> _Excerpted text_

========================

Juan de Dios, 77, and Estela, 65, were about to enter the store to buy groceries, just like any normal day, when shots rang out, according to their niece Norma Ramos.

He threw himself in front of his wife.

"He was arriving at the store when he was shot at close range and the bullet passed through him and hit my aunt Estela," Ramos said in a phone interview from Ciudad Juarez, where she lives.

"Because he protected her, he took shots in his back," said Ramos, who said she had heard the account of the shooting from other family members who were able to speak with the couple.

Juan de Dios has already had several surgeries at the Del Sol Medical Center in El Paso but still may need more because the bullet punctured his organs, Ramos said.

Estela, who was hit in the stomach, was also operated on and is now stable. The medical centre did not respond immediately to a request for comment.

========================

> _Records shown_

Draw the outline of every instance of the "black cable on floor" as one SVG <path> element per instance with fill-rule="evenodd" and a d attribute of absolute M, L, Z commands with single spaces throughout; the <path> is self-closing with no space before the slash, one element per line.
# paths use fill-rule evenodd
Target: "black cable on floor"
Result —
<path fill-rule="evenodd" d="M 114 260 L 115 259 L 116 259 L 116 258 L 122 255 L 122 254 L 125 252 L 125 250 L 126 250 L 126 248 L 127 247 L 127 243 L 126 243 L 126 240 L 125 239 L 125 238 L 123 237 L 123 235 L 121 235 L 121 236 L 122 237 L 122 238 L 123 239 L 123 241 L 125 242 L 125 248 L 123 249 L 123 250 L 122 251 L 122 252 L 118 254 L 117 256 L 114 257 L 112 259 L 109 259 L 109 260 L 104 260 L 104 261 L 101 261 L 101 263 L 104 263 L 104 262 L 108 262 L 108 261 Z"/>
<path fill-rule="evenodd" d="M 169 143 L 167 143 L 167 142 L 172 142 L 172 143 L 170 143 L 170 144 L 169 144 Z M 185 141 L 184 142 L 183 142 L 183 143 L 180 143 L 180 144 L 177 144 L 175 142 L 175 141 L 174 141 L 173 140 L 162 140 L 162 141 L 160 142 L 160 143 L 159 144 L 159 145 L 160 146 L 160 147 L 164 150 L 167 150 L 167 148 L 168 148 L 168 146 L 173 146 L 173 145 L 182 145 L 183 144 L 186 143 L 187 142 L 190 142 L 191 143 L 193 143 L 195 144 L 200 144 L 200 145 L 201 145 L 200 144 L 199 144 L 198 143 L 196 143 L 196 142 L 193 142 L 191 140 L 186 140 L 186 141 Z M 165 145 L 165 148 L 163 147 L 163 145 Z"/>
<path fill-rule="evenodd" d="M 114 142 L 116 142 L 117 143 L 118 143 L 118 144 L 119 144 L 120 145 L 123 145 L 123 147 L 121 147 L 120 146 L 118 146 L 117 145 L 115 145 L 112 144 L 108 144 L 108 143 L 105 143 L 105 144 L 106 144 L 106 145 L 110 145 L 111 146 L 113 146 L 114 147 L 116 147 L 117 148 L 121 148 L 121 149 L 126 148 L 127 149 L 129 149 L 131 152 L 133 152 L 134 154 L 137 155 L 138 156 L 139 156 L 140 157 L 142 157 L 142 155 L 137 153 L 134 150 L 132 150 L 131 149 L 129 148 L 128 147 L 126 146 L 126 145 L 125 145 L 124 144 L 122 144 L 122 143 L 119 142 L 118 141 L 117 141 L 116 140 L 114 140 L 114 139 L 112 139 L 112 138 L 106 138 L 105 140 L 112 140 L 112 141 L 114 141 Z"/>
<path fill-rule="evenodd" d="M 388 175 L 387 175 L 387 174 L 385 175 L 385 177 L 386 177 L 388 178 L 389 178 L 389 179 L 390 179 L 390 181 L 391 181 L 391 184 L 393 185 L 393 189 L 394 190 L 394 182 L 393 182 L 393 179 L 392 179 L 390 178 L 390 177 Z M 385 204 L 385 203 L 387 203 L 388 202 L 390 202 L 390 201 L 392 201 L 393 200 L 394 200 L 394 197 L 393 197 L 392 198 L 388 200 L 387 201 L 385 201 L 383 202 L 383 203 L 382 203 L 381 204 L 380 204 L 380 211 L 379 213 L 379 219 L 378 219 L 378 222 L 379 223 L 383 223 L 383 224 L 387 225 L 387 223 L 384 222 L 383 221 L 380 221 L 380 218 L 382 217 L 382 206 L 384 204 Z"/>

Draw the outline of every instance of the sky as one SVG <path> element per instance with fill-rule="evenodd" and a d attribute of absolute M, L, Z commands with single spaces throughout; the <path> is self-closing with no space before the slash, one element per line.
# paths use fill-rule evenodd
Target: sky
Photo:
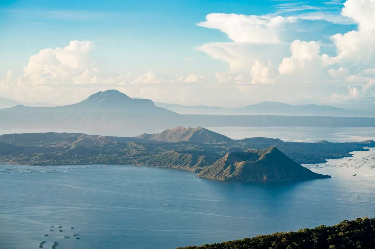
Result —
<path fill-rule="evenodd" d="M 375 0 L 2 0 L 0 97 L 375 108 Z"/>

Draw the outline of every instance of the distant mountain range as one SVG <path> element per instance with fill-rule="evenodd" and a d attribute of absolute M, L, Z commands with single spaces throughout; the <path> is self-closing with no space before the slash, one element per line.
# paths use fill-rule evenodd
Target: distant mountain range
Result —
<path fill-rule="evenodd" d="M 126 136 L 145 132 L 155 133 L 178 126 L 375 127 L 375 118 L 369 117 L 180 114 L 156 106 L 150 99 L 133 99 L 117 90 L 99 92 L 68 105 L 32 107 L 18 105 L 0 109 L 0 130 L 11 129 L 19 133 L 37 129 L 39 131 L 69 131 Z M 183 132 L 187 132 L 183 136 L 190 138 L 189 139 L 194 139 L 199 134 L 199 130 Z M 192 132 L 193 135 L 189 137 Z M 183 133 L 180 135 L 183 136 Z M 143 138 L 147 136 L 144 135 Z M 200 138 L 201 135 L 198 136 L 197 139 Z M 162 134 L 148 138 L 156 140 L 160 138 L 166 139 Z M 173 136 L 168 138 L 173 139 Z"/>
<path fill-rule="evenodd" d="M 224 108 L 204 105 L 188 106 L 155 102 L 163 107 L 180 114 L 220 115 L 264 115 L 330 117 L 375 117 L 375 111 L 348 110 L 329 105 L 310 104 L 292 105 L 283 103 L 264 101 L 243 107 Z"/>
<path fill-rule="evenodd" d="M 31 106 L 35 107 L 46 107 L 54 106 L 54 105 L 44 102 L 23 103 L 19 102 L 16 100 L 6 99 L 4 98 L 0 98 L 0 109 L 9 108 L 18 105 L 22 105 L 25 106 Z"/>

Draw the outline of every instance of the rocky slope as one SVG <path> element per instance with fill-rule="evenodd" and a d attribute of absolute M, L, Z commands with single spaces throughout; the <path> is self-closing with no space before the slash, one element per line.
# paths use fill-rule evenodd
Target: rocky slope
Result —
<path fill-rule="evenodd" d="M 156 134 L 144 133 L 137 138 L 154 141 L 176 142 L 188 141 L 201 144 L 220 144 L 230 142 L 227 136 L 202 127 L 195 128 L 178 126 Z"/>
<path fill-rule="evenodd" d="M 198 176 L 222 181 L 302 181 L 328 178 L 301 166 L 273 147 L 230 152 Z"/>

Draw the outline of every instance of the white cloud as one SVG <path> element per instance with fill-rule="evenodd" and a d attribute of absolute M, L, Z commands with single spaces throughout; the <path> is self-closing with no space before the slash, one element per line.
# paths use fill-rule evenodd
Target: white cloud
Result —
<path fill-rule="evenodd" d="M 279 66 L 279 72 L 281 74 L 296 74 L 316 78 L 317 72 L 332 63 L 327 55 L 319 54 L 320 50 L 320 46 L 315 41 L 294 41 L 290 44 L 292 56 L 283 59 Z"/>
<path fill-rule="evenodd" d="M 352 87 L 349 86 L 348 87 L 347 89 L 348 92 L 347 95 L 333 93 L 331 95 L 331 99 L 336 101 L 346 101 L 351 99 L 355 99 L 360 96 L 359 90 L 356 87 Z"/>
<path fill-rule="evenodd" d="M 332 13 L 329 11 L 318 11 L 305 13 L 299 15 L 297 16 L 298 18 L 303 20 L 323 20 L 335 24 L 349 25 L 355 23 L 351 18 L 344 16 L 338 13 Z"/>
<path fill-rule="evenodd" d="M 294 17 L 246 16 L 236 14 L 213 13 L 206 21 L 197 25 L 219 30 L 235 42 L 278 43 L 285 24 L 296 21 Z"/>
<path fill-rule="evenodd" d="M 204 76 L 197 76 L 194 74 L 191 74 L 188 76 L 188 77 L 186 77 L 184 81 L 188 83 L 201 82 L 204 79 Z"/>
<path fill-rule="evenodd" d="M 274 80 L 272 78 L 273 75 L 273 70 L 270 69 L 271 66 L 271 62 L 268 62 L 268 67 L 265 67 L 258 61 L 256 61 L 250 71 L 252 77 L 251 83 L 274 83 Z"/>
<path fill-rule="evenodd" d="M 332 76 L 340 77 L 346 76 L 348 73 L 348 70 L 340 67 L 338 69 L 329 69 L 327 72 Z"/>

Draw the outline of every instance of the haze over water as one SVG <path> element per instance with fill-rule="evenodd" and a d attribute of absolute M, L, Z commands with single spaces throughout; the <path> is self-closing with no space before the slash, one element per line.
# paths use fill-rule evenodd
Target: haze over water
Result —
<path fill-rule="evenodd" d="M 36 248 L 43 240 L 45 248 L 56 241 L 66 249 L 173 248 L 374 217 L 375 177 L 364 176 L 375 175 L 375 149 L 353 154 L 305 166 L 332 178 L 267 184 L 165 168 L 3 165 L 0 248 Z M 34 172 L 5 170 L 22 168 Z M 38 172 L 52 170 L 66 172 Z"/>

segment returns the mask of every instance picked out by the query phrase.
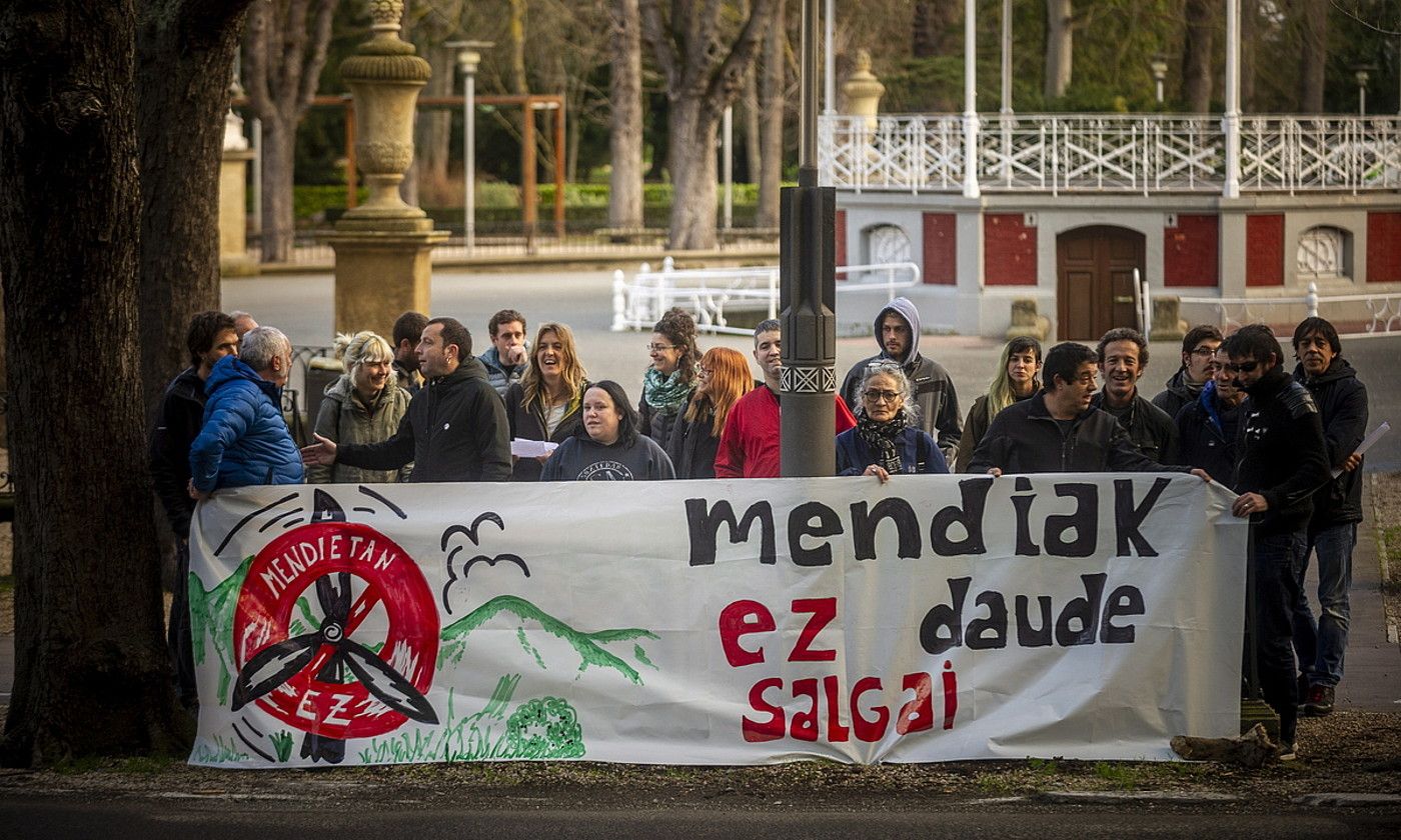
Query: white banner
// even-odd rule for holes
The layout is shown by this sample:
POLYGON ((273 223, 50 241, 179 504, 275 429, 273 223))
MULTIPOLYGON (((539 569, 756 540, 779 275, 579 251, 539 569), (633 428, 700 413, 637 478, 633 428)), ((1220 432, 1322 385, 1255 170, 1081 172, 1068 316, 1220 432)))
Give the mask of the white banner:
POLYGON ((191 763, 1171 759, 1238 731, 1245 522, 1181 475, 247 487, 191 763))

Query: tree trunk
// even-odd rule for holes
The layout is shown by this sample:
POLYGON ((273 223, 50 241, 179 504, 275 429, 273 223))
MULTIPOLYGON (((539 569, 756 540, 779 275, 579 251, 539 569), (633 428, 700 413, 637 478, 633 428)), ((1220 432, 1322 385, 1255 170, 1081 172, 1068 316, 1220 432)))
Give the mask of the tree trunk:
POLYGON ((1047 99, 1059 99, 1070 87, 1075 28, 1070 0, 1047 0, 1047 99))
POLYGON ((297 123, 263 119, 262 262, 291 262, 297 220, 293 211, 297 123))
POLYGON ((719 113, 698 98, 671 102, 671 239, 678 251, 715 248, 719 113))
POLYGON ((783 70, 787 67, 787 29, 783 0, 773 7, 773 22, 764 38, 764 76, 759 83, 759 206, 754 227, 779 227, 779 192, 783 186, 783 70))
POLYGON ((1240 108, 1255 109, 1255 32, 1259 28, 1257 0, 1240 3, 1240 108))
POLYGON ((0 32, 0 274, 22 419, 10 428, 15 675, 0 757, 175 750, 188 732, 156 533, 139 525, 151 496, 134 399, 136 8, 11 3, 0 32), (55 410, 55 395, 80 409, 55 410))
POLYGON ((1303 0, 1299 7, 1299 112, 1323 113, 1324 70, 1328 64, 1328 0, 1303 0))
POLYGON ((1212 0, 1187 0, 1182 10, 1182 101, 1192 113, 1212 108, 1212 0))
POLYGON ((143 4, 136 36, 142 178, 142 405, 189 364, 191 316, 219 308, 219 176, 248 0, 143 4), (179 130, 171 130, 179 126, 179 130))
MULTIPOLYGON (((608 102, 608 227, 640 228, 642 218, 642 41, 637 0, 614 0, 612 77, 608 102)), ((577 120, 576 120, 577 122, 577 120)))

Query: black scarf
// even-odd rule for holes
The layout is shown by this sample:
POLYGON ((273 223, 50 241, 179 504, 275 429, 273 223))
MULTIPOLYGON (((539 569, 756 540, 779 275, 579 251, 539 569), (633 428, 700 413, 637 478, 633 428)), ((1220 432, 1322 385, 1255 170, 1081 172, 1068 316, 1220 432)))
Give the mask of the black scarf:
POLYGON ((891 420, 880 421, 871 420, 863 407, 856 420, 857 437, 866 441, 866 447, 876 455, 876 463, 891 475, 905 472, 899 462, 899 437, 908 427, 905 412, 898 412, 891 420))

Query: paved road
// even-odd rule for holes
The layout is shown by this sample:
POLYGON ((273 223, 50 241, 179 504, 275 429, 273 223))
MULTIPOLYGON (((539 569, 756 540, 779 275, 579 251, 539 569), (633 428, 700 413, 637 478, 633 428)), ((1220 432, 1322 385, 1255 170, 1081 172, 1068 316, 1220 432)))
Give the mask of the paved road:
MULTIPOLYGON (((464 791, 464 797, 471 797, 464 791)), ((94 837, 101 840, 156 840, 200 837, 247 840, 291 837, 314 840, 535 840, 569 837, 664 837, 733 840, 738 837, 890 837, 911 840, 1118 840, 1126 836, 1234 837, 1261 840, 1323 840, 1328 837, 1395 837, 1401 815, 1367 809, 1299 811, 1243 815, 1212 809, 1160 809, 1131 806, 1121 811, 1061 806, 1016 809, 985 805, 958 811, 863 808, 794 808, 790 804, 754 804, 752 811, 691 806, 629 809, 552 808, 517 804, 503 809, 415 808, 389 805, 367 812, 326 809, 308 801, 137 802, 11 801, 0 802, 0 825, 11 840, 31 837, 94 837), (1202 812, 1206 811, 1206 812, 1202 812), (1215 811, 1215 813, 1212 812, 1215 811)))

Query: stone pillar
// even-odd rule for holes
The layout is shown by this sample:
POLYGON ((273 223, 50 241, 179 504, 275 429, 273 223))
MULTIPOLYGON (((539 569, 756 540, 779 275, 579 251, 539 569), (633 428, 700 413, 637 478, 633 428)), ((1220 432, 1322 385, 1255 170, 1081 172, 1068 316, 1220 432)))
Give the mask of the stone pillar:
POLYGON ((226 277, 258 273, 248 256, 248 161, 254 153, 244 137, 244 120, 233 111, 224 118, 224 158, 219 165, 219 272, 226 277))
POLYGON ((447 231, 403 203, 399 183, 413 162, 413 115, 433 70, 399 38, 403 0, 371 0, 374 35, 340 63, 354 97, 356 160, 370 197, 347 210, 324 239, 336 252, 336 332, 373 329, 389 337, 406 309, 430 314, 433 245, 447 231))
POLYGON ((871 55, 864 49, 856 50, 856 70, 842 83, 842 97, 846 98, 846 112, 852 116, 866 118, 866 130, 876 130, 876 113, 880 111, 880 98, 885 95, 885 85, 871 73, 871 55))

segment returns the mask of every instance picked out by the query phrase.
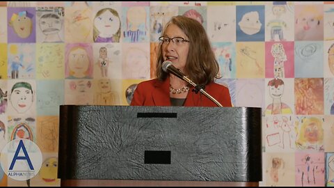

========================

> _Task description_
Please resume the news report about the wounded couple, picking up after its last sentence. This data has no connection to the news report about the wounded couple.

> _Response to the exercise_
Texas Governor Greg Abbott said Saturday's rampage - which killed 20 people, including seven Mexicans - appeared to be a hate crime.

Police have cited a manifesto they attributed to the suspect, 21-year-old Patrick Crusius, as evidence that the bloodshed was racially motivated.

El Paso is a heavily Latino city on the US -Mexico border.

The rampage has sparked outrage in Mexico, where officials are contemplating litigation alleging that the incident was terrorism against Mexicans living in the United States. That could open the door to an eventual extradition request for the gunman.